▶ **DATA FOR THIS TASK**:
▼

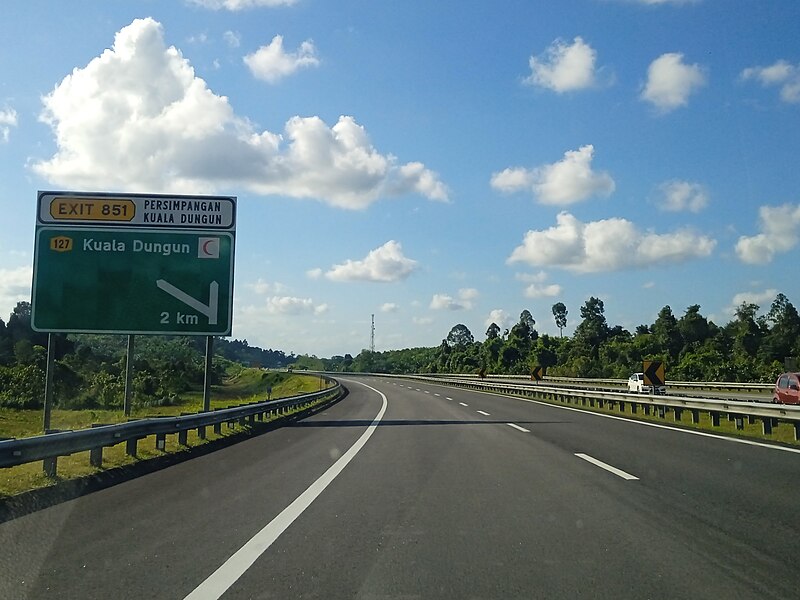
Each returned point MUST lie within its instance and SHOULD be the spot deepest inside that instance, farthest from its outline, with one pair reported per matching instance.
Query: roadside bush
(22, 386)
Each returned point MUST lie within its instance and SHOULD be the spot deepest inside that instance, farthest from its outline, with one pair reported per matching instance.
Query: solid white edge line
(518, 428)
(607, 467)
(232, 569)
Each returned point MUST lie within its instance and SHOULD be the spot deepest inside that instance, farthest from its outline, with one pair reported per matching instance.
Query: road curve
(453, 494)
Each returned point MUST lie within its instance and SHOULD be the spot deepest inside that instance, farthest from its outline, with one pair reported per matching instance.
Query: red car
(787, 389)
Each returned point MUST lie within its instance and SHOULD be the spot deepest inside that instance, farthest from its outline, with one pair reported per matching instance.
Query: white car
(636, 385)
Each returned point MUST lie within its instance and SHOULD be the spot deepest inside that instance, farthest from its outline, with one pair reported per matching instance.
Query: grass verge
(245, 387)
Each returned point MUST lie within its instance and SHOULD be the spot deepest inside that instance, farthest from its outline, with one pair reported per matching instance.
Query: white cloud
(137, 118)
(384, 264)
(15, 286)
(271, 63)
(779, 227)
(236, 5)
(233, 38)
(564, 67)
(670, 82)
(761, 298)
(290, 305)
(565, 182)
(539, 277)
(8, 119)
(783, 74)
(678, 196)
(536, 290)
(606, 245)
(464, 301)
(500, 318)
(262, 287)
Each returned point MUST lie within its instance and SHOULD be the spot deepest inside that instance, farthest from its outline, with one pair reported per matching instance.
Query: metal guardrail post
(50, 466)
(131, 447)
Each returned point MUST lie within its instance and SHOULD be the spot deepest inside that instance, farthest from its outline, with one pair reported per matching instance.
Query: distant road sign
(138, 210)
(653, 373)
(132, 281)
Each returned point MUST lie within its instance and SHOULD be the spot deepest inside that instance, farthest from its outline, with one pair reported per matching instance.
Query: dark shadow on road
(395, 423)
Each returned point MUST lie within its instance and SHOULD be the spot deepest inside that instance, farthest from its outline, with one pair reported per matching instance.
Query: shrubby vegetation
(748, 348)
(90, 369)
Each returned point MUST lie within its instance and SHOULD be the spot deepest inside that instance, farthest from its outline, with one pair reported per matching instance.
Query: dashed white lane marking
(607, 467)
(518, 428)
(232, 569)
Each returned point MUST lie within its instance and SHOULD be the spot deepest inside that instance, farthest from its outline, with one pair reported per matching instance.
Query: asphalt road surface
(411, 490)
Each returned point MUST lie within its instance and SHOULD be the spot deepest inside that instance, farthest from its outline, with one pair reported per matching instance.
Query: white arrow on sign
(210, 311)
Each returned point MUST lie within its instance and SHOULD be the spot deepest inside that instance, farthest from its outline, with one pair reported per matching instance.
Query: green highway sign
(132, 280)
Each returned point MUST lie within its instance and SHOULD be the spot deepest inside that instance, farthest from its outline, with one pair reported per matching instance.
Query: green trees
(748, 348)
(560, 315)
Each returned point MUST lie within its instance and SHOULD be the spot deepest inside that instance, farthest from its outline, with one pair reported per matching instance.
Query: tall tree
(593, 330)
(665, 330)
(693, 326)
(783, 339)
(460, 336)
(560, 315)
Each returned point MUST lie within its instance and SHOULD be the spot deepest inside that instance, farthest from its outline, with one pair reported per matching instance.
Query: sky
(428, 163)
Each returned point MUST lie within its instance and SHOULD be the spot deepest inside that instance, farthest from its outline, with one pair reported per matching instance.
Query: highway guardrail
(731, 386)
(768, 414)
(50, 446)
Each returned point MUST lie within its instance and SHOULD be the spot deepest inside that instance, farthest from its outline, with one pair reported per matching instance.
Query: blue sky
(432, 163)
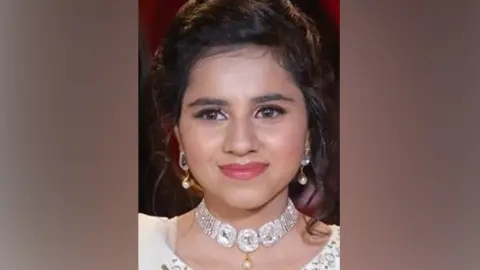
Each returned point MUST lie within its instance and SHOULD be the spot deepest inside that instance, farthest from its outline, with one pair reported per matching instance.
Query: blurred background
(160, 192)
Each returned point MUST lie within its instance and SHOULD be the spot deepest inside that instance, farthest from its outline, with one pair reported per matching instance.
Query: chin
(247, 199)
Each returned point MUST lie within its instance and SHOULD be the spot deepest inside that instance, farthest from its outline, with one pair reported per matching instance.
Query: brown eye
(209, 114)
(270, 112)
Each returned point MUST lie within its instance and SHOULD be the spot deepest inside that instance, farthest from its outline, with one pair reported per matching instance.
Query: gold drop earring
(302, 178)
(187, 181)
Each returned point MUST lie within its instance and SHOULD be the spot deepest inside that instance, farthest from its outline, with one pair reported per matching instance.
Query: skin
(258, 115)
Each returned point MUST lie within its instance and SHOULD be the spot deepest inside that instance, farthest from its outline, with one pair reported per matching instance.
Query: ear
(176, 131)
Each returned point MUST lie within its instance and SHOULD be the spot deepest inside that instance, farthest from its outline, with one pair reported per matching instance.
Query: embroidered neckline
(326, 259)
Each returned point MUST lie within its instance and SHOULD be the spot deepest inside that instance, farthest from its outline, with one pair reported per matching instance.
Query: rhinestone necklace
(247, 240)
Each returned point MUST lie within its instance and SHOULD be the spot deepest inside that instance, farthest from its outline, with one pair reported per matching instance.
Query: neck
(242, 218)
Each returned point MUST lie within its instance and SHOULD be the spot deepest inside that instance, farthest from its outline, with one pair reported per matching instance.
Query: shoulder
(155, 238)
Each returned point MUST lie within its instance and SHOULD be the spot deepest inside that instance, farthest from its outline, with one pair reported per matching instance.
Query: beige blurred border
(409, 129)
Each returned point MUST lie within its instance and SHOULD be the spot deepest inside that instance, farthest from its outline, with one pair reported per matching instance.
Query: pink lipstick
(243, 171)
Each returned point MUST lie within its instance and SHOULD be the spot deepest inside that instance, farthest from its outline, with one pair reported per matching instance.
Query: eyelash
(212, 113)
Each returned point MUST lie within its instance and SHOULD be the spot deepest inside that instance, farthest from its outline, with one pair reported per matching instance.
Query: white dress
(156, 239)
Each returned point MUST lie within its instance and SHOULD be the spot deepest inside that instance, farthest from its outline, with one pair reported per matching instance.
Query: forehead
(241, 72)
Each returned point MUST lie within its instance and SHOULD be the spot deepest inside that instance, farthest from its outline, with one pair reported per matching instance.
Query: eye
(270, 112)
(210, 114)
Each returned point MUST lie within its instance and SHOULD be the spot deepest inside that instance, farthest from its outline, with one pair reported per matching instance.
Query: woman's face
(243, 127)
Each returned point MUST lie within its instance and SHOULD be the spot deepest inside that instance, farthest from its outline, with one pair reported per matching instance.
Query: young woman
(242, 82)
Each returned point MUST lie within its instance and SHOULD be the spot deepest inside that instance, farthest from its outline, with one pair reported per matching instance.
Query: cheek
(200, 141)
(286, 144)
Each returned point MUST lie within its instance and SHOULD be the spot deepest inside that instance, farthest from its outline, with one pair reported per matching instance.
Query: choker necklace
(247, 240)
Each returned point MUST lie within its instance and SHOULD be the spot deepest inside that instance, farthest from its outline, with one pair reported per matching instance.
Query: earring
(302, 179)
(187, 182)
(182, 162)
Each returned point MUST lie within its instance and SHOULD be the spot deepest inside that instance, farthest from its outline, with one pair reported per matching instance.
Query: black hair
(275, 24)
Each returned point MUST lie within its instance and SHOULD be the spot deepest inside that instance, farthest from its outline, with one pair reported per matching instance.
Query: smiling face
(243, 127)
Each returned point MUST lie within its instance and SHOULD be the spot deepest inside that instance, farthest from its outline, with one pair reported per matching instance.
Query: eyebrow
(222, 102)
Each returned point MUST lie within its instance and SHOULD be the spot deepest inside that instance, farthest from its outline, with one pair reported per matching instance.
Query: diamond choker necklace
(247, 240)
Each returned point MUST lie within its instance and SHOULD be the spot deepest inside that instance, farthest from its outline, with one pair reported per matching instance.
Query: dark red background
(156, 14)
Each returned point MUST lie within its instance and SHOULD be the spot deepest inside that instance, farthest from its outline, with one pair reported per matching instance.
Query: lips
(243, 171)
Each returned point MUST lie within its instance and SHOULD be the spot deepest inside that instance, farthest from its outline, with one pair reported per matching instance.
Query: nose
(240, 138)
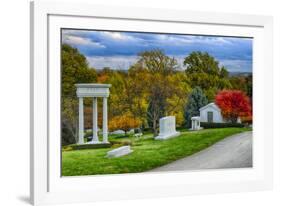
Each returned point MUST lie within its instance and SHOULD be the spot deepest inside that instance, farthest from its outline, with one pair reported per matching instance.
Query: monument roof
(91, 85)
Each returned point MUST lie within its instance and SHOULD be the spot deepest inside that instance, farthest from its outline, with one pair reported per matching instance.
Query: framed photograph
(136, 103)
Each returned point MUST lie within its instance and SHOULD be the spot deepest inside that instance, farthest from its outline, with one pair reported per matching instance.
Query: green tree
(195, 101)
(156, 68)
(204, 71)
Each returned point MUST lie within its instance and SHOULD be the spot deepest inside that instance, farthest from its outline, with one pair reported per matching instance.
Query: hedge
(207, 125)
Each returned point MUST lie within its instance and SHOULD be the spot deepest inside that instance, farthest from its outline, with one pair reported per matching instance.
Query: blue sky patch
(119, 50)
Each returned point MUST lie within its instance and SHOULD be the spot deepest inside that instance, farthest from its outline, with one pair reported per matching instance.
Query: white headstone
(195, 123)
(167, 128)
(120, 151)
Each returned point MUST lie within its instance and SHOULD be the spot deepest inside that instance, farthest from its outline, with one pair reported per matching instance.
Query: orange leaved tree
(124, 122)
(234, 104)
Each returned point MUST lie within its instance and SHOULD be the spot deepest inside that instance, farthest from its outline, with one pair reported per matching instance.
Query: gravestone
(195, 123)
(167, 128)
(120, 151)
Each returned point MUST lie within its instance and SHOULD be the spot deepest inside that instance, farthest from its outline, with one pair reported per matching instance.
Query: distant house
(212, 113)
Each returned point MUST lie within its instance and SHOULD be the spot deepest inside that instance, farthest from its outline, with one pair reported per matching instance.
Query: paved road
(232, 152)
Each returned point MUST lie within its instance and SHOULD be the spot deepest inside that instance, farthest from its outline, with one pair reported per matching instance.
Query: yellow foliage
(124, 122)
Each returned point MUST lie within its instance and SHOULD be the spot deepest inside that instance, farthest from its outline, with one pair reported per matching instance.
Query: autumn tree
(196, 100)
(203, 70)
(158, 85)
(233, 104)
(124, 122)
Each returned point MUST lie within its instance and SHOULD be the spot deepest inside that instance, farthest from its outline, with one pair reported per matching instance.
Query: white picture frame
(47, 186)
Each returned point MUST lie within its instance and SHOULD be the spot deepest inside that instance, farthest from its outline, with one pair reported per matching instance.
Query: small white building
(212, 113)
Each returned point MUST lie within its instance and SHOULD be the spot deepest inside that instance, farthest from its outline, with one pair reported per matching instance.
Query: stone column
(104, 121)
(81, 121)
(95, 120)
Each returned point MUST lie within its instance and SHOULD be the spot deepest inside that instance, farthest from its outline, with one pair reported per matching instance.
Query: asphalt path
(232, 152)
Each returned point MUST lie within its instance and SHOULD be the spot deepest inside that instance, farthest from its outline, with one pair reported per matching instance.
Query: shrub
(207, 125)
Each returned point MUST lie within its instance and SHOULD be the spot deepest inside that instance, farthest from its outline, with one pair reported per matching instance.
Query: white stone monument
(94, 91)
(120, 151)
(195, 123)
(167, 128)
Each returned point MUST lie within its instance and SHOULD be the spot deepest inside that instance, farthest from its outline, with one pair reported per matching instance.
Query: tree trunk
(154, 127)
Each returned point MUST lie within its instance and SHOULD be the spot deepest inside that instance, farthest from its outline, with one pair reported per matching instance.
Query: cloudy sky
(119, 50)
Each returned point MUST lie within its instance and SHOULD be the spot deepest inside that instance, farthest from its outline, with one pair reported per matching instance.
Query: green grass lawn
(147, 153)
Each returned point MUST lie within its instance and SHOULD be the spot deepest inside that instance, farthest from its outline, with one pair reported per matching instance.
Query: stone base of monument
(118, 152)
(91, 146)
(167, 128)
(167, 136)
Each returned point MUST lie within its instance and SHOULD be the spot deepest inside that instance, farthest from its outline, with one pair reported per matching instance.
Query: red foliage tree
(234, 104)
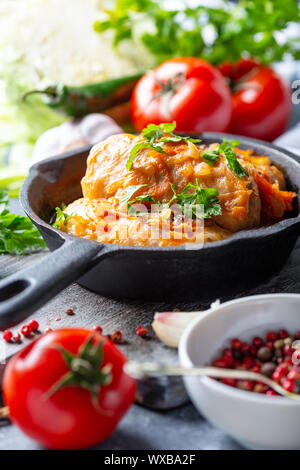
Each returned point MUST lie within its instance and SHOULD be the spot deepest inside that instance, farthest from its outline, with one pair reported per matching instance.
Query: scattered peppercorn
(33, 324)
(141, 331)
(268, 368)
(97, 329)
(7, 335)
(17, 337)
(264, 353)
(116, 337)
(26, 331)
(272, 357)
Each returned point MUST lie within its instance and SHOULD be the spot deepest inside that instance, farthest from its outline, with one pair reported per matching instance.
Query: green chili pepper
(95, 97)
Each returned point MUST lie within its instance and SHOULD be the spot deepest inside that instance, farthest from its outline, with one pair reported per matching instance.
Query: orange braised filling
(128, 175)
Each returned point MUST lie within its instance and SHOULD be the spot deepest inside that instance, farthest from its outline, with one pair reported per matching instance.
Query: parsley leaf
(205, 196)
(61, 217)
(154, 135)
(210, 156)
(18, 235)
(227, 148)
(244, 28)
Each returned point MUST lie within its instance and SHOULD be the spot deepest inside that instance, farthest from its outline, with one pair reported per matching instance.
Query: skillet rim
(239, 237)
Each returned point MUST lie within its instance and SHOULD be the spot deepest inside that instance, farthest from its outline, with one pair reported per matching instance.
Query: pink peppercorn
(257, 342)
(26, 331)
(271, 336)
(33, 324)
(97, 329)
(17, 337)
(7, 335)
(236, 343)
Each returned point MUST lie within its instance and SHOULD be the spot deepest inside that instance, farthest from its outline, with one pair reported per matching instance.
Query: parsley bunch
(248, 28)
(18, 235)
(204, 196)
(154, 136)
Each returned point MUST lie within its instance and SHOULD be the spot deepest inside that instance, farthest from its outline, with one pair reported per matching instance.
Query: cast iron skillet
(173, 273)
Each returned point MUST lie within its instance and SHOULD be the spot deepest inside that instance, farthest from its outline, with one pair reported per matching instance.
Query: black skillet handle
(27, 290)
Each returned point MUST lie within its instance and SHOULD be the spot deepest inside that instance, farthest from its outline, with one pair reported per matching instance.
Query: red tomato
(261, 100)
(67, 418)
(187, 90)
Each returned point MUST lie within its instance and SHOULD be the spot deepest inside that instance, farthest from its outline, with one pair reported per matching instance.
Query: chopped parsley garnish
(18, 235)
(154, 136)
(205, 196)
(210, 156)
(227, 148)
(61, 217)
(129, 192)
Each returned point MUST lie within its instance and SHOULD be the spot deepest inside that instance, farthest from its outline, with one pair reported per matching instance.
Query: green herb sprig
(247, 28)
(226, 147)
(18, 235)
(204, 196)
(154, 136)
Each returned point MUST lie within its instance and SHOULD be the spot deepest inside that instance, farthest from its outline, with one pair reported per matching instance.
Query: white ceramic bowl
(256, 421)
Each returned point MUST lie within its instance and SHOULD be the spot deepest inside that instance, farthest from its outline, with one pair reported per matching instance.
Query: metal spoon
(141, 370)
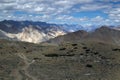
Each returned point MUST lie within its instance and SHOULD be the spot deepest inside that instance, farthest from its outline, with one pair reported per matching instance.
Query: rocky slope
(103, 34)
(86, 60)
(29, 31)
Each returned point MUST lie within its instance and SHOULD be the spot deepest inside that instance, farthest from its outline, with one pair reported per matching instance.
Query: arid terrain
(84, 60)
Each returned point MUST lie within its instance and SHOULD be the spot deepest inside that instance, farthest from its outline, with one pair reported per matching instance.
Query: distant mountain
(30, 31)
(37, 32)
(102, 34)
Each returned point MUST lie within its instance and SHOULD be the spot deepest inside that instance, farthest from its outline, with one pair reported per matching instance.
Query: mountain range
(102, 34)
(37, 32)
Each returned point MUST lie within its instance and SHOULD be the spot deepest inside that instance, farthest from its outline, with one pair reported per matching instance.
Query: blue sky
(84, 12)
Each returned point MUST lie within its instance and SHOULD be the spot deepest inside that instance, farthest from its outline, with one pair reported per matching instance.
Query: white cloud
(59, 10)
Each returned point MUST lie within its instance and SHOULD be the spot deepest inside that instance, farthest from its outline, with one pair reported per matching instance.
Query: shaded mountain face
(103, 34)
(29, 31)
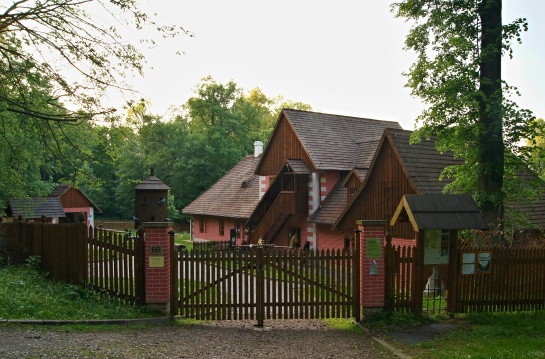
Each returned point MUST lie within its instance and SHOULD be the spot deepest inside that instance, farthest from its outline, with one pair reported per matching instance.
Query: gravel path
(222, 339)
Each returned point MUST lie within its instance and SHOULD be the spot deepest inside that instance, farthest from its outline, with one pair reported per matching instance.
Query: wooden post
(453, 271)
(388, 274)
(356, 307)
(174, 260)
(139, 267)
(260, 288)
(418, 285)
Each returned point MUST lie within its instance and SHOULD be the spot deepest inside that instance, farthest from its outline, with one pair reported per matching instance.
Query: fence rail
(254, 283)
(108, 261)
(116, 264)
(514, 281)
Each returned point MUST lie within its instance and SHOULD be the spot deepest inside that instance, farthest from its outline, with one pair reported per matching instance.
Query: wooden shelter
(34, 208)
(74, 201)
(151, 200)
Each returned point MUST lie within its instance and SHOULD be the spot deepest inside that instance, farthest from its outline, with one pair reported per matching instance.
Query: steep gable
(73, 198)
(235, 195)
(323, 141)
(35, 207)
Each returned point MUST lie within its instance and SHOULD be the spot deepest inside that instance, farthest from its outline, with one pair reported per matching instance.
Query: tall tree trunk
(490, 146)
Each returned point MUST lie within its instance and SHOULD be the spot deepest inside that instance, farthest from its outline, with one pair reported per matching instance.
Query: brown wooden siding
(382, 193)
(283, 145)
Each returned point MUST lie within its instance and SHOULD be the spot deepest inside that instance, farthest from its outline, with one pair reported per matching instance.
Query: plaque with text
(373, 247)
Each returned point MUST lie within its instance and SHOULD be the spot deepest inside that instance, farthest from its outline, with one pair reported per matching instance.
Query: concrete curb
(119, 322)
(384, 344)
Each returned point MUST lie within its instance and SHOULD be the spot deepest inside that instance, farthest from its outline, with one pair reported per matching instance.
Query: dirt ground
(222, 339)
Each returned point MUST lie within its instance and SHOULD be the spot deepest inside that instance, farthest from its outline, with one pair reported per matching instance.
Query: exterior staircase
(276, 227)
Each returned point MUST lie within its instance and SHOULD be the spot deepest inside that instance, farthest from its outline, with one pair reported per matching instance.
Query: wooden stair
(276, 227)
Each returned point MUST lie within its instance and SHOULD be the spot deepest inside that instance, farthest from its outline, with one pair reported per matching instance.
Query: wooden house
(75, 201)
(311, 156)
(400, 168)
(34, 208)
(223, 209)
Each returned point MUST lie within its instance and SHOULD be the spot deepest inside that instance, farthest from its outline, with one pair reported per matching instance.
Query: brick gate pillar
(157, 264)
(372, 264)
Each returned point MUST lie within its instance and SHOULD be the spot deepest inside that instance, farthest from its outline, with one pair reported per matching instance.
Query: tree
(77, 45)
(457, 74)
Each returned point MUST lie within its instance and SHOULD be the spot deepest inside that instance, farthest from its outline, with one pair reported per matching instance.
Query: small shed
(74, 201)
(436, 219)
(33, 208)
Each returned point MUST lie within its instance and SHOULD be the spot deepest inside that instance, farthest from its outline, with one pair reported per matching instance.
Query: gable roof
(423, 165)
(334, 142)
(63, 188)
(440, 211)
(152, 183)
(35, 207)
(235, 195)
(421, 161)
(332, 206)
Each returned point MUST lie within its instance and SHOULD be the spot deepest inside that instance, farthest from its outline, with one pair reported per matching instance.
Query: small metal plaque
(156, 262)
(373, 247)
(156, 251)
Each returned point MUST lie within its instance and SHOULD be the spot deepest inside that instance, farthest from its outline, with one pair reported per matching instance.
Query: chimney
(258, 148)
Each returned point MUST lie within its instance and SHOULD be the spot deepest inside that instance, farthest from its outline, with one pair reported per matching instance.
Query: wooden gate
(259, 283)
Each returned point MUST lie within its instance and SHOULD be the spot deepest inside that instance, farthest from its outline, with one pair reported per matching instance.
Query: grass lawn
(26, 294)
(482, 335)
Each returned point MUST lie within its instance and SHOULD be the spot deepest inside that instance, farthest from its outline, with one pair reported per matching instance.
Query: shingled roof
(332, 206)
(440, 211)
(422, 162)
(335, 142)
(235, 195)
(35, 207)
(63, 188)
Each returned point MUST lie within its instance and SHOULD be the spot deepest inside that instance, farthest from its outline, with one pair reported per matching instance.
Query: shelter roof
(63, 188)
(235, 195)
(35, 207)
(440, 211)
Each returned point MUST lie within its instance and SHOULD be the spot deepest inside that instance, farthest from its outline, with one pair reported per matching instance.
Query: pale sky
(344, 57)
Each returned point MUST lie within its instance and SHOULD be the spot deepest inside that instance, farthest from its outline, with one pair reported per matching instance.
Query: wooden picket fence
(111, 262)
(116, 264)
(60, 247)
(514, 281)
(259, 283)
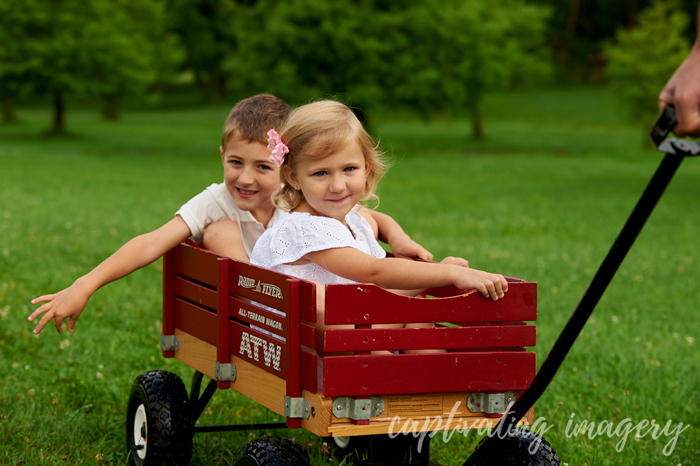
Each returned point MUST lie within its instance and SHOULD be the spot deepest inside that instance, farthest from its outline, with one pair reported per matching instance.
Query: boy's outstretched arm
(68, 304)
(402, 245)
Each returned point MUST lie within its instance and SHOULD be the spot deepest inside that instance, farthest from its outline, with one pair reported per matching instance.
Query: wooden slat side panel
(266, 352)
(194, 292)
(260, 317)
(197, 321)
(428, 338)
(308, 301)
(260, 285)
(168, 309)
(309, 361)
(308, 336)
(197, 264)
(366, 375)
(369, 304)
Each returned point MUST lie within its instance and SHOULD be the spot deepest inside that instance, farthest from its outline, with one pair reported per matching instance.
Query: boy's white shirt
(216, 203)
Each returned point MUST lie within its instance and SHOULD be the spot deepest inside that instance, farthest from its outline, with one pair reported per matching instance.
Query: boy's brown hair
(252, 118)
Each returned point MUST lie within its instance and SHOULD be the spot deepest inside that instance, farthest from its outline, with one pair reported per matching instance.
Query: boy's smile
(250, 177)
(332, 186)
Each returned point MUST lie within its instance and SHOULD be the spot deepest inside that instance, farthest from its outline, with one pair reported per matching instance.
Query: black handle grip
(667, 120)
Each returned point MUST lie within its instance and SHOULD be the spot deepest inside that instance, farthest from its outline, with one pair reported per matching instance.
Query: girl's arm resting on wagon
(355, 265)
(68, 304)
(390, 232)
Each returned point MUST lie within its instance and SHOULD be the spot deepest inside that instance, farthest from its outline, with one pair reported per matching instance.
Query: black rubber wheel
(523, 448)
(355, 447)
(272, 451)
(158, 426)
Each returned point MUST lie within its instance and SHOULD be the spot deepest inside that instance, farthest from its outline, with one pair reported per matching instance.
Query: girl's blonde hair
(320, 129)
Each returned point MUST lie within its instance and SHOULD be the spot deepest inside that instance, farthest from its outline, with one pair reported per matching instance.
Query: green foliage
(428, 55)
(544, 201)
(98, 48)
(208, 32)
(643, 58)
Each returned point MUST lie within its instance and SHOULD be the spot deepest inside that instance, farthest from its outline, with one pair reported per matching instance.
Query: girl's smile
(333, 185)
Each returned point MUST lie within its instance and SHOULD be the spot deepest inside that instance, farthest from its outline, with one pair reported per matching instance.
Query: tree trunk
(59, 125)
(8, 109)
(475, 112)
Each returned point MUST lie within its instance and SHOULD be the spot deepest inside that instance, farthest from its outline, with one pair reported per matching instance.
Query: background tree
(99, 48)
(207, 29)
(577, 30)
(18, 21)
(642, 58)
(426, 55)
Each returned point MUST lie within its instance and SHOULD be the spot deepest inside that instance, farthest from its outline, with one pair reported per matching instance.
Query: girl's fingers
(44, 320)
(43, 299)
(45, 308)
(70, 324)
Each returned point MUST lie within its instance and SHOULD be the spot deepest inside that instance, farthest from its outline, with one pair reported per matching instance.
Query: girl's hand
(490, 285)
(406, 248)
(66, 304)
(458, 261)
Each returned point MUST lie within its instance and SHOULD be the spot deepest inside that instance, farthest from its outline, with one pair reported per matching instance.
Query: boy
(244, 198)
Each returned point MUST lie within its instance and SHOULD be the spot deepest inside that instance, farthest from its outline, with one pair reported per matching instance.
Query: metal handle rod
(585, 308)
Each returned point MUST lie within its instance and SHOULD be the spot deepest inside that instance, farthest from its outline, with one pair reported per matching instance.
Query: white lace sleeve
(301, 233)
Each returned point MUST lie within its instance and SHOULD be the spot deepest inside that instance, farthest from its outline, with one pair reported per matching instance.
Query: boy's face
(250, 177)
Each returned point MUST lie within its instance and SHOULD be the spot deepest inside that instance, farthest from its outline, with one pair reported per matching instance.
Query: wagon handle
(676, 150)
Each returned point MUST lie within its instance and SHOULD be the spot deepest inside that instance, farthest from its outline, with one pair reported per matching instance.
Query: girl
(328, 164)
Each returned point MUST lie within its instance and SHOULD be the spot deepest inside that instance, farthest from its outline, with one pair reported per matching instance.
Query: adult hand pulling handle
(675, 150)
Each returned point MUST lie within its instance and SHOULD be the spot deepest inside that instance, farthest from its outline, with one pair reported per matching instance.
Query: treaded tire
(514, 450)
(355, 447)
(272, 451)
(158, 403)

▲

▶ **TASK OBJECTIVE**: Each line from the one containing "Query: adult hand pulling handle" to the end of the entries above should be copied exactly, and no other line.

▶ **WRITTEN REPLY**:
Query: adult hand pulling handle
(675, 150)
Each returned point MUST lie within its instance and SHOULD be the spot deepest inside that instance, farthest from its outline, with one pair reported per matching instance.
Query: treaded tire
(514, 450)
(355, 447)
(272, 451)
(158, 403)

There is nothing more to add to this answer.